JOB: Write out the full set of records below exactly.

RAW RECORDS:
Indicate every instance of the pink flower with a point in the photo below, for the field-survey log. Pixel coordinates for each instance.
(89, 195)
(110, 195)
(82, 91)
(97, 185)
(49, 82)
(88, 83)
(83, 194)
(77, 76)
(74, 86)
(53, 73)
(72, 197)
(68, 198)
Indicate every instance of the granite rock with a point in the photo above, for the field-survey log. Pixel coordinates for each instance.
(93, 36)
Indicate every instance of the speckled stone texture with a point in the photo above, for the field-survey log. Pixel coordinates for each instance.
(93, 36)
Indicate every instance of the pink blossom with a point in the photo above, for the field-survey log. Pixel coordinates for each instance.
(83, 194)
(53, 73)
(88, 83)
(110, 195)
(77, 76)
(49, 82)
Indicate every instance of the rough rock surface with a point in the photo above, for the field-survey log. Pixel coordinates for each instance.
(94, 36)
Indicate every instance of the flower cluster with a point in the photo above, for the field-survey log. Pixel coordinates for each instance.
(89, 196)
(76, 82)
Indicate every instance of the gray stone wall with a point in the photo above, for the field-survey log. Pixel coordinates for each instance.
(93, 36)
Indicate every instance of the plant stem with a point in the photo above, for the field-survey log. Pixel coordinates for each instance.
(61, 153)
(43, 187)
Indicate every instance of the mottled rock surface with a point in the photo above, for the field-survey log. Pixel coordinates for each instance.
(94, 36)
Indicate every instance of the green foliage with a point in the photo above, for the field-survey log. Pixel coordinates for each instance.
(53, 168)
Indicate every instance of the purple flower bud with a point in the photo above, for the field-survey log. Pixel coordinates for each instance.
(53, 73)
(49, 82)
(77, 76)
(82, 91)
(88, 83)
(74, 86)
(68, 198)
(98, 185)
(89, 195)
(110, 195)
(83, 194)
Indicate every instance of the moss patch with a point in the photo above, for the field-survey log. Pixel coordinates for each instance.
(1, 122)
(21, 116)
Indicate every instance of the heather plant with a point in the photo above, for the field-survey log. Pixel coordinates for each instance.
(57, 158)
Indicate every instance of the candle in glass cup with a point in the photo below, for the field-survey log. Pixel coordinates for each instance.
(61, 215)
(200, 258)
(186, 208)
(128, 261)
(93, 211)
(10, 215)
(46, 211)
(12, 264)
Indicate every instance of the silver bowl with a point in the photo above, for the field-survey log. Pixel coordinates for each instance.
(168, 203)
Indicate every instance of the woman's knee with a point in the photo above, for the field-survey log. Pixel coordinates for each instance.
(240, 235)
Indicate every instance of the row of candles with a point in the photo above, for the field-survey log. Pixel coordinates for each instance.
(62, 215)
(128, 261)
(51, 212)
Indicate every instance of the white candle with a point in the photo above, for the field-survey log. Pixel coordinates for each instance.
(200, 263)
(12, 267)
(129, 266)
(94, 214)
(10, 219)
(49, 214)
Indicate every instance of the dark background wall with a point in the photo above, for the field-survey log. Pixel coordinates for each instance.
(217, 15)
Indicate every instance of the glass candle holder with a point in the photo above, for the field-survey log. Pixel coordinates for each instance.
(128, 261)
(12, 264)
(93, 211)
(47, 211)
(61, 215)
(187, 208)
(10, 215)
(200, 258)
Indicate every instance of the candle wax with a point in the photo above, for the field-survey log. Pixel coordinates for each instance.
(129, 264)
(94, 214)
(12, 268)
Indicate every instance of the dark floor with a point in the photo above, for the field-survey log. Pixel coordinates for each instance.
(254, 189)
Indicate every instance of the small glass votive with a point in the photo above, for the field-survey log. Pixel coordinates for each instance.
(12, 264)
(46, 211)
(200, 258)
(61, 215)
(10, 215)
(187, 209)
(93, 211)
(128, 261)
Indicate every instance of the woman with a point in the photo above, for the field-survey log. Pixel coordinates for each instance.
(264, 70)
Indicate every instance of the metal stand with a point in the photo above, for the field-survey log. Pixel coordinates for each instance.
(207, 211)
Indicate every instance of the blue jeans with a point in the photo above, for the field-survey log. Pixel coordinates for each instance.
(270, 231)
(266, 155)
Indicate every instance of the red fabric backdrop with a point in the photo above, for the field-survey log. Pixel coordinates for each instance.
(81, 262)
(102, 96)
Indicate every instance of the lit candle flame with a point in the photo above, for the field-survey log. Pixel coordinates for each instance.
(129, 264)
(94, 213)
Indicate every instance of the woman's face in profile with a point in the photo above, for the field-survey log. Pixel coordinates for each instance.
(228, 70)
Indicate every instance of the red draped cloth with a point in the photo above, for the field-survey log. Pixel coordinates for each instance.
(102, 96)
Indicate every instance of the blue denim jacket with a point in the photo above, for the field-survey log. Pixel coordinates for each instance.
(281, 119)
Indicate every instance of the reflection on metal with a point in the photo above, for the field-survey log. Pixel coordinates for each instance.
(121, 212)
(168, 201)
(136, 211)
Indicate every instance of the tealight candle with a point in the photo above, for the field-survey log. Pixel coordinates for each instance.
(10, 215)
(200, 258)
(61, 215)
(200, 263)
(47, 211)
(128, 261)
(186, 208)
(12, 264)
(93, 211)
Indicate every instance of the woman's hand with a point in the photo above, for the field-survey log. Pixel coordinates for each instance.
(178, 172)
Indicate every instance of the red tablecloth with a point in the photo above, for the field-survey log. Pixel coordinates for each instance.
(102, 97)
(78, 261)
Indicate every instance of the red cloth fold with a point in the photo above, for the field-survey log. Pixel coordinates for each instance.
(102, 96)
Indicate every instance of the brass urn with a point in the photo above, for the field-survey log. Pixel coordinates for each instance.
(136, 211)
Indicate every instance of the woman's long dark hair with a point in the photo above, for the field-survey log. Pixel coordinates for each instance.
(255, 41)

TASK ANSWER:
Indicate every instance of the pink flower with a point in the photo below, for the field-survey log. Pixel coordinates for each instance.
(89, 195)
(110, 195)
(82, 91)
(97, 185)
(49, 82)
(88, 83)
(83, 194)
(77, 76)
(74, 86)
(53, 73)
(72, 197)
(68, 198)
Indicate every instance of the granite rock with a point in the photo above, for the field-survey log. Pixel coordinates for each instance.
(93, 36)
Indicate every instance of the speckled stone texture with a point in the photo above, for the field-survey log. Pixel coordinates for each instance.
(93, 36)
Indicate every instance of the pink blossom with a point in the photo above, for the field-survey log. Pixel coordinates for each instance.
(83, 194)
(53, 73)
(88, 83)
(110, 195)
(77, 76)
(49, 82)
Indicate every instance of the rough rock surface with a point in the photo above, for the field-survey log. Pixel coordinates for each instance.
(94, 36)
Indicate every instance of the flower cluster with a point in the photo above, for the field-survey log. Pixel coordinates for each instance.
(89, 196)
(76, 82)
Indicate every instance of the gray stone wall with a point in the photo above, for the field-survey log. Pixel coordinates for each instance.
(93, 36)
Indicate every instance of the plant stem with a point in the photo above, for the field-survey log. Pixel coordinates for each instance.
(61, 153)
(43, 187)
Indicate every instance of the mottled rock surface with a point in the photo above, for the field-survey log. Pixel coordinates for each instance.
(94, 36)
Indicate every instance of the green foliage with a point in the photo above, for the field-survey log. Pixel coordinates for each instance.
(53, 168)
Indicate every instance of the purple flower bud with a point in the photo above, for the field-survey log. Pixel coordinates for each instance.
(53, 73)
(49, 82)
(77, 76)
(82, 91)
(88, 83)
(74, 86)
(68, 198)
(98, 185)
(89, 195)
(110, 195)
(83, 194)
Indicate every instance of the moss patch with a point in the photo above, for the field-survey log. Pixel coordinates for each instance.
(1, 122)
(21, 116)
Indicate every instance of the heather plant with a point in the photo above, for the field-survey log. Pixel coordinates for each instance.
(57, 158)
Indicate every instance of the candle in glass cup with a point in the photo below, for the field-survey log. Pixel coordinates for each instance.
(61, 215)
(200, 258)
(186, 208)
(128, 261)
(93, 211)
(10, 215)
(46, 211)
(12, 264)
Indicate every instance of the silver bowl with a point in the photo above, for the field-survey log. Pixel coordinates for each instance.
(168, 203)
Indicate every instance of the woman's knee with a point in the photo above, for the field-survey log. Pixel coordinates for each instance.
(240, 235)
Indicate every instance of the row of candles with a point in the photo above, for the field-survey log. Pixel coordinates for each instance.
(62, 215)
(128, 261)
(51, 212)
Indicate every instance of the white candle with a point in the photo above, for the field-survey log. Pixel coordinates for each instance.
(200, 263)
(12, 267)
(129, 266)
(94, 214)
(10, 219)
(49, 214)
Indicate every instance of the dark background wall with a point in the photo above, for the field-survey log. Pixel coordinates for each instance.
(217, 15)
Indicate every instance of the glass candle holder with a point in the photo above, for the field-survey log. Pixel coordinates for each instance.
(128, 261)
(12, 264)
(93, 211)
(47, 211)
(61, 215)
(187, 208)
(10, 215)
(200, 258)
Indicate every instance of the candle wax with a point in the photo above, for the field-survey log. Pixel coordinates for each instance.
(129, 264)
(94, 214)
(12, 268)
Indicate every instance of the dark floor with a point in the photo above, for the field-survey log. Pixel coordinates for each instance.
(254, 189)
Indicate every instance of the small glass votive with a point in the photo above, for the field-survey log. Pixel coordinates for each instance.
(12, 264)
(46, 211)
(200, 258)
(61, 215)
(10, 215)
(187, 209)
(93, 211)
(128, 261)
Indicate every instance of the woman with a point in the photo above, for the field-survey log. Pixel coordinates for each instance.
(264, 70)
Indicate every instance of the metal stand with a point in the photo above, for the field-survey log. Pixel coordinates for each instance.
(207, 211)
Indicate every instance of the blue jeans with a point in the photo above, for the field-survey log. Pixel coordinates for each instance.
(270, 231)
(266, 155)
Indicate every instance of the red fabric backdrop with a point in the photo above, for the field-survey log. Pixel coordinates for each instance.
(81, 262)
(102, 96)
Indicate every instance of the lit candle flame with a point in the photo above, for the field-survey log. Pixel coordinates for each instance.
(129, 264)
(94, 213)
Indicate every instance of the woman's face in profile with a point in the photo above, for the field-survey log. Pixel coordinates for each instance.
(228, 70)
Indicate every instance of the red draped cloth with a point in the photo above, for the field-survey log. Pixel coordinates for each instance.
(102, 96)
Indicate every instance of the blue denim jacket with a point in the photo above, for the field-survey log. Pixel coordinates for each instance.
(281, 119)
Indicate every instance of the reflection on metal with a point in the photo above, for the field-survey log. Pixel coordinates for each instance.
(121, 212)
(168, 201)
(136, 211)
Indicate every instance of the tealight candle with a point in the photo above, for the field-survey log. Pixel coordinates for each instance.
(10, 215)
(200, 258)
(61, 215)
(200, 263)
(47, 211)
(128, 261)
(186, 208)
(12, 264)
(93, 211)
Indicate every instance of the woman's hand with a point in the photo above, for the field-survey log. Pixel coordinates for each instance.
(178, 172)
Indicate every instance of the red tablecloth with a point in the photo above, for the field-survey log. Pixel coordinates for each instance.
(102, 97)
(78, 261)
Indicate every instance of the red cloth fold with a point in the photo above, for the field-survey log. Pixel coordinates for each instance.
(102, 96)
Indicate every instance of the brass urn with a point in the photo above, for the field-survey log. Pixel coordinates for each instance.
(136, 211)
Indicate every instance of the woman's long dark hair with a point in the photo above, for the field-survey log. Pixel coordinates for each instance.
(255, 41)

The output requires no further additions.